Dataset excerpts on object pointing:
>> BEGIN

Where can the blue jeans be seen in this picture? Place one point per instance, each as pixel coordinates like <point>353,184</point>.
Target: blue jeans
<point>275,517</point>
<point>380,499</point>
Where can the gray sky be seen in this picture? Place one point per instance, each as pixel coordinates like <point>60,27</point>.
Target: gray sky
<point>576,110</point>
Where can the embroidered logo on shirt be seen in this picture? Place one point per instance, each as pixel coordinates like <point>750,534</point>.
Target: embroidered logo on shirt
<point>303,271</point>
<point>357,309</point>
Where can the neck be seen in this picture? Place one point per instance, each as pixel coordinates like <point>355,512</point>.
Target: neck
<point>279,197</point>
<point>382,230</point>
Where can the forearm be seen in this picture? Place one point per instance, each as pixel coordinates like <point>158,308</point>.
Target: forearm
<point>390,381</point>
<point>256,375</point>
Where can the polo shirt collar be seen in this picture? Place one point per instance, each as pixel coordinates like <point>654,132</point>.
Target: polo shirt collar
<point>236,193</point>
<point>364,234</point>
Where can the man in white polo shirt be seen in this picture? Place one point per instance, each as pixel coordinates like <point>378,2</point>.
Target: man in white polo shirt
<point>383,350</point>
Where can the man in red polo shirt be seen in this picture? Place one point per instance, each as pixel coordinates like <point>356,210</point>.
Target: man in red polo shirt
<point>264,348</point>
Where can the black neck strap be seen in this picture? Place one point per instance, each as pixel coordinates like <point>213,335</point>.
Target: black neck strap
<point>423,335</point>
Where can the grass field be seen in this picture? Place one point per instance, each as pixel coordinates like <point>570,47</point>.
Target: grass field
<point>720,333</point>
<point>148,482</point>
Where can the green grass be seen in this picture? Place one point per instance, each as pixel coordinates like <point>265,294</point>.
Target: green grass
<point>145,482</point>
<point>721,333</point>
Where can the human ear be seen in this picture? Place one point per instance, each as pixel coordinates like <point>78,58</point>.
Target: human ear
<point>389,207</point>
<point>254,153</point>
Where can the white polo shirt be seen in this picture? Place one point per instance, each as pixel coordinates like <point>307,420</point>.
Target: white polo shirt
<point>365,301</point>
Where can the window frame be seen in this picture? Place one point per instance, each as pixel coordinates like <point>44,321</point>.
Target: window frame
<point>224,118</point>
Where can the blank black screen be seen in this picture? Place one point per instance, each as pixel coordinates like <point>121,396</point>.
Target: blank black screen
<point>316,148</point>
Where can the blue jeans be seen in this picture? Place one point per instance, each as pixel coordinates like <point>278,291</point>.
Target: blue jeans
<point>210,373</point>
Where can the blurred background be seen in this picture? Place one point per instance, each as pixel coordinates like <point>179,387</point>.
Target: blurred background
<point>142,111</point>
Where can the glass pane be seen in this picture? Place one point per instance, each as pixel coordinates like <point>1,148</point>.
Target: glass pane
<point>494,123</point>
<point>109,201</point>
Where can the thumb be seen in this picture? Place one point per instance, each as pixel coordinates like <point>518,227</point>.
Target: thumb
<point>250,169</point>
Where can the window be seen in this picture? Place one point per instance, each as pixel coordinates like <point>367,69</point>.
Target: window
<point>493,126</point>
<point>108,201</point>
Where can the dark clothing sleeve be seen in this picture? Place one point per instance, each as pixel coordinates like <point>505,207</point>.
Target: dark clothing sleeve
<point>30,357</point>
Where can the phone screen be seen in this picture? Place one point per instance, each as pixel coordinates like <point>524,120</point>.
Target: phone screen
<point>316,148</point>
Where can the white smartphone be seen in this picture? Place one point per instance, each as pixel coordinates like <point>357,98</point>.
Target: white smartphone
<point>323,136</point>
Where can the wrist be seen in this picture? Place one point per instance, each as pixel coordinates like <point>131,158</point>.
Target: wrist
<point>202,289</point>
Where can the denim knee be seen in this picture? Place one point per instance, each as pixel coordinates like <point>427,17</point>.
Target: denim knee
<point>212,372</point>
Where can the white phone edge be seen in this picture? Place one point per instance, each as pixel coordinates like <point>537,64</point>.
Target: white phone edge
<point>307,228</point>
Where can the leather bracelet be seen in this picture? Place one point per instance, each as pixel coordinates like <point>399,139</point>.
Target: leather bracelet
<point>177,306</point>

>> END

[Your objective]
Here, the records must be output exactly and in full.

[Problem solution]
Where can the blue jeans be seen in this picture? Place one point per instance, each as pixel coordinates like <point>353,184</point>.
Target: blue jeans
<point>275,517</point>
<point>380,499</point>
Where can the gray sky be seen in this picture? Place one point per instance, each as pixel coordinates like <point>60,27</point>.
Target: gray sky
<point>576,110</point>
Where can the embroidered logo on shirt be seen in this picture? Place one point per instance, each as pixel coordinates like <point>750,534</point>.
Target: embroidered logo on shirt
<point>303,271</point>
<point>357,309</point>
Where can the neck be seen in this picture? Place one point per instance, each as pixel coordinates like <point>355,512</point>.
Target: neck
<point>279,197</point>
<point>382,230</point>
Where can the forearm be seen in this picture? Place one point per instance, each as pixel coordinates like <point>158,308</point>.
Target: forearm
<point>390,381</point>
<point>256,375</point>
Where can the polo shirt collar be seen in this picture? Place one point per instance, each as pixel coordinates like <point>654,132</point>.
Target: polo shirt collar
<point>236,193</point>
<point>364,234</point>
Where can the man in white polo shirt be seen in this picture? Place one point per instance, each as pixel coordinates like <point>378,2</point>.
Target: man in white polo shirt
<point>383,350</point>
Where can the man in red polo shirt be seen in this picture? Place one point per instance, each as pixel coordinates like <point>356,210</point>.
Target: man in red polo shirt
<point>264,348</point>
Where can the black neck strap be seen in this picture? Place one point per instance, each as pixel coordinates like <point>213,335</point>.
Target: black neck strap
<point>423,335</point>
Where can the grass field be seen in this picture? Place one point per instance, each as pixel coordinates like <point>570,47</point>.
Target: grass field
<point>720,333</point>
<point>148,482</point>
Where can the green grass be seen in this picture? Place one point per instance, each as pixel coordinates like <point>265,294</point>.
Target: green grass
<point>145,482</point>
<point>721,333</point>
Where can the human ear be seen in this picture? Place one point per instance, each as pixel coordinates like <point>78,58</point>.
Target: human ear
<point>389,207</point>
<point>254,153</point>
Where can the white polo shirt be seen in this picture? Place one point per instance, each as pixel coordinates like <point>307,420</point>.
Target: white polo shirt
<point>365,301</point>
Where can the window frame be seen in this picture? Place one point per instance, each as pixel coordinates like <point>44,321</point>.
Target: window frame
<point>224,118</point>
Where can the blank black screen be seen in this picture? Place one point per instance, each as pixel coordinates like <point>121,396</point>.
Target: blank black screen
<point>316,148</point>
Where can the blue jeans be seen in this picture? Place one point per instance, each as pixel coordinates like <point>278,291</point>.
Target: blue jeans
<point>210,373</point>
Where can the blurred background be seen in this picture? Place one point per instance, each as pixel coordinates like <point>179,387</point>.
Target: blurred background
<point>142,111</point>
Where can the glass pane be seen in this picture? Place one point per instance, each as pixel coordinates like <point>1,148</point>.
Target: glass pane
<point>494,123</point>
<point>109,201</point>
Where can the thumb be seen in this picture? Place one point per instance, each as pixel coordinates like <point>518,227</point>.
Target: thumb
<point>250,169</point>
Where can the window be seen in this picture? Place one point per instance, each as pixel coordinates like <point>367,69</point>.
Target: window
<point>493,126</point>
<point>108,201</point>
Where can the dark clothing sleeve be seen in this picture? Place one point per instance, each as pixel coordinates like <point>505,207</point>.
Target: dark clothing sleeve
<point>30,357</point>
Where can the phone screen be seen in this picture? Place one point per instance, each as pixel coordinates like <point>524,120</point>.
Target: phone screen
<point>316,148</point>
Where can the white smartphone be seen in this picture? Place one point per instance, each as pixel coordinates like <point>357,98</point>.
Target: white smartphone
<point>323,136</point>
Where can the wrist be seen in this picture? Place one point per instance, each as pixel coordinates like <point>131,158</point>.
Target: wrist
<point>202,289</point>
Where can the denim knee be seen in this picture? Place one point per instance, each as pixel coordinates like <point>427,17</point>.
Target: denim knee
<point>212,372</point>
Where can the white phone edge be seen in this picture? Place one point per instance, each as pixel coordinates like <point>537,64</point>.
Target: white phone edge
<point>307,228</point>
Where can the leather bracelet be seen in this picture? Place one point per instance, each as pixel coordinates like <point>399,139</point>.
Target: leather bracelet
<point>177,306</point>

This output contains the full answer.